● EXCERPT TO READ:
______________________________
= La dolorosa =

La Dolorosa (The Holy Virgin of the Sorrows) is a zarzuela by the Spanish composer José Serrano.

La Dolorosa was premiered at the Teatro Apolo in Valencia on 23 May 1930 with a text by J.J. Lorente. Before this, Serrano suffered the tragic loss of a child. His work hints at the grandeur that strengthens the pain.

==Plot summary==
===Act One===
The first act introduces us to Rafael, a monk who recently arrived at a convent where he seeks to create his work of art: a painting of La Dolorosa that brings him so many rich memories that even the convent's Prior and Brother Lucas begin to notice and doubt the spiritual serenity of their new brother. The convent’s orchard turns out to be an ideal place for the inspiration Rafael seeks. Perico, his helper, wants to learn to paint and begs Rafael to explain the painting to him; he consents, singing a painful love song.

In the next scene, Perico stands alone trying to copy his teacher. Nicasia arrives and declares her love openly. Perico does not want to lose the girl, nor fall under her spell, but she ends up yielding to his amorous desires. As they celebrate their love, the dance is interrupted by Bienvenido, the girl’s father, who forbids his daughter from entering a relationship. José, Perico’s father, tries to keep the peace, and everyone ends up acquiescing to the young couple’s desires.

During the afternoon, Jose arrives at the convent asking for help for a woman who he found carrying a very small child in her arms. Upon seeing them, Perico recognizes in them the features of La Dolorosa that Rafael is painting. When he arrives later to administer medications, he learns from the woman that another man had loved her.

===Act Two===
The second act continues to follow the two couples. Nicasia and Perico are eagerly preparing for their wedding. Meanwhile, Rafael and Dolores find themselves alone with a free moment to explain themselves. Dolores, who had left Rafael for another man, has been left in turn and is living unhappily with the consequences of her choices. Rafael, for his part, is confused about his feelings toward Dolores and his spiritual obligations.

The scene moves to the interior of the convent. It is the hour for matins and the prior is pondering Rafael's situation when he hears the song of a group of minstrels singing outside. Since Rafael still has not appeared in the chapel, the prior goes in search of him, and upon finding him, Rafael begs for confession and reveals his feelings: he doesn't want to leave Dolores alone in the world.

The final scene is the joyous wedding of Nicasia and Perico. Rafael, having obtained permission from the prior to leave the convent and renounce his oaths, is with Dolores as the two reconciled lovers sing of their joy.
______________________________
● PROVIDED DATA:

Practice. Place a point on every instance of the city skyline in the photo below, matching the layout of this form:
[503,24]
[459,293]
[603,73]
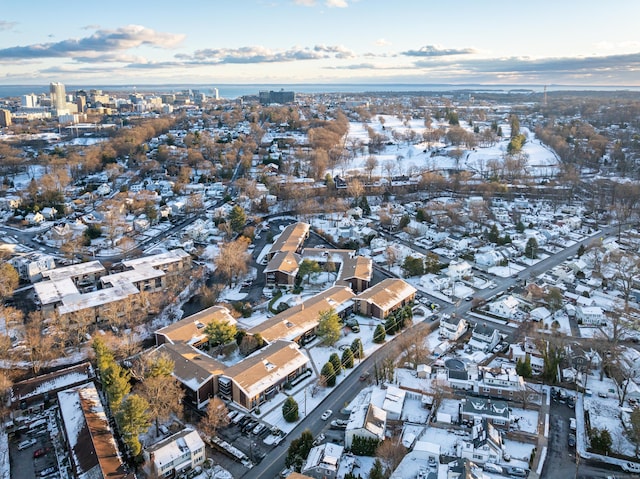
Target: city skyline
[321,41]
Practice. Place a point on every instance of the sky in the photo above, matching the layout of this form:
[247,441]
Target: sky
[492,42]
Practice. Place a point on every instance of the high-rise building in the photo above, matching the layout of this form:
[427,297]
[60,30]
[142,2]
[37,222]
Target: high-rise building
[5,118]
[58,96]
[29,101]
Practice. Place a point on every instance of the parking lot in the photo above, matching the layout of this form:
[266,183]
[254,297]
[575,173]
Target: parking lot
[34,460]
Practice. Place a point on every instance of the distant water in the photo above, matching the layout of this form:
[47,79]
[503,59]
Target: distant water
[230,91]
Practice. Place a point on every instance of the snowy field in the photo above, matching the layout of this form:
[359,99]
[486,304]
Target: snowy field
[404,158]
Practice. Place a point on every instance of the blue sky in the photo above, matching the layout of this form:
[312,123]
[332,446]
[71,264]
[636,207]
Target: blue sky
[570,42]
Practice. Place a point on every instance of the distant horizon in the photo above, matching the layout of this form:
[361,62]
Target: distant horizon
[236,90]
[310,41]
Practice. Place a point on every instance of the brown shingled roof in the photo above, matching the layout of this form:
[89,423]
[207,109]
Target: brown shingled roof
[299,319]
[191,328]
[387,292]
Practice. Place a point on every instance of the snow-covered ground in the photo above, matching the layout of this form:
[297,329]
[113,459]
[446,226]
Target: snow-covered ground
[402,157]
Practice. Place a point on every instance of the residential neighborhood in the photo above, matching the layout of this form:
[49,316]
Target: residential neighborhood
[326,286]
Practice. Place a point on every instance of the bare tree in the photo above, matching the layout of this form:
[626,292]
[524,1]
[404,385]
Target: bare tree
[216,417]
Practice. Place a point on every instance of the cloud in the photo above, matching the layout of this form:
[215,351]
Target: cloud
[573,65]
[327,3]
[258,54]
[4,25]
[435,51]
[336,3]
[107,41]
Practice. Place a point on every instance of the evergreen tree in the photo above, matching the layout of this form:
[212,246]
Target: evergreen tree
[379,334]
[237,219]
[220,332]
[493,234]
[328,374]
[347,358]
[133,420]
[116,382]
[329,327]
[364,204]
[357,349]
[523,368]
[337,364]
[531,249]
[377,471]
[290,410]
[391,325]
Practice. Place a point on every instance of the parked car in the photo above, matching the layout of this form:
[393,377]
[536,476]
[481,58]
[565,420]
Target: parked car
[339,424]
[490,467]
[318,440]
[518,472]
[286,472]
[40,452]
[631,467]
[27,443]
[47,471]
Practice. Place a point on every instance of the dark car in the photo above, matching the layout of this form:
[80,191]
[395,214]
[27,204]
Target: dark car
[40,452]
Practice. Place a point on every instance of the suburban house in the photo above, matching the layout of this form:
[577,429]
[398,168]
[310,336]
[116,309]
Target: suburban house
[176,454]
[299,322]
[351,270]
[464,469]
[191,330]
[30,266]
[75,288]
[500,382]
[484,338]
[366,421]
[452,327]
[484,445]
[384,298]
[29,396]
[323,461]
[590,315]
[507,307]
[195,370]
[88,436]
[259,377]
[394,402]
[290,240]
[458,270]
[281,270]
[473,409]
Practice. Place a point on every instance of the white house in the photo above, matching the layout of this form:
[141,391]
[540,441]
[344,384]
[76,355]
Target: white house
[394,402]
[459,269]
[484,445]
[178,453]
[484,338]
[323,461]
[366,421]
[505,308]
[590,315]
[452,328]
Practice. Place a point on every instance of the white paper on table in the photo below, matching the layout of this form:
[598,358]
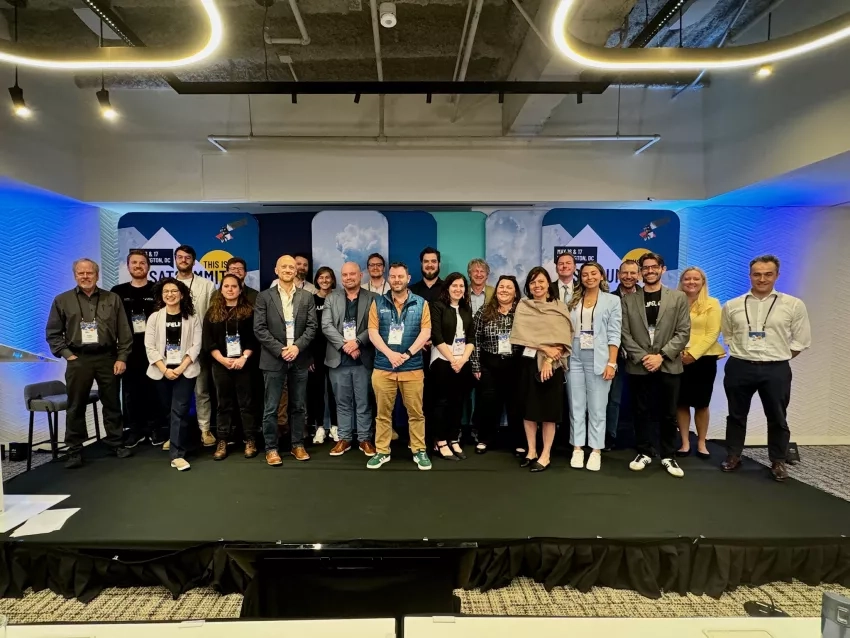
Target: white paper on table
[46,522]
[21,507]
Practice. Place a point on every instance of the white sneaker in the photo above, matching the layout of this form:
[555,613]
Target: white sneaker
[577,462]
[640,462]
[672,468]
[180,464]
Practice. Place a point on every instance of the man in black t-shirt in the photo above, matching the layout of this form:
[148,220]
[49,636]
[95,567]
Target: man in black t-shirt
[138,395]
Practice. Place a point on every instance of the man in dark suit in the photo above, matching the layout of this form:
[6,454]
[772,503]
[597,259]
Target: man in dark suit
______________________________
● TASK STATEMENT: Can you write out, word for word, everything in the La Dolorosa article from "La Dolorosa was" down to "strengthens the pain."? The data has nothing to do with the La Dolorosa article.

● ANSWER TO THIS PROBLEM:
La Dolorosa was premiered at the Teatro Apolo in Valencia on 23 May 1930 with a text by J.J. Lorente. Before this, Serrano suffered the tragic loss of a child. His work hints at the grandeur that strengthens the pain.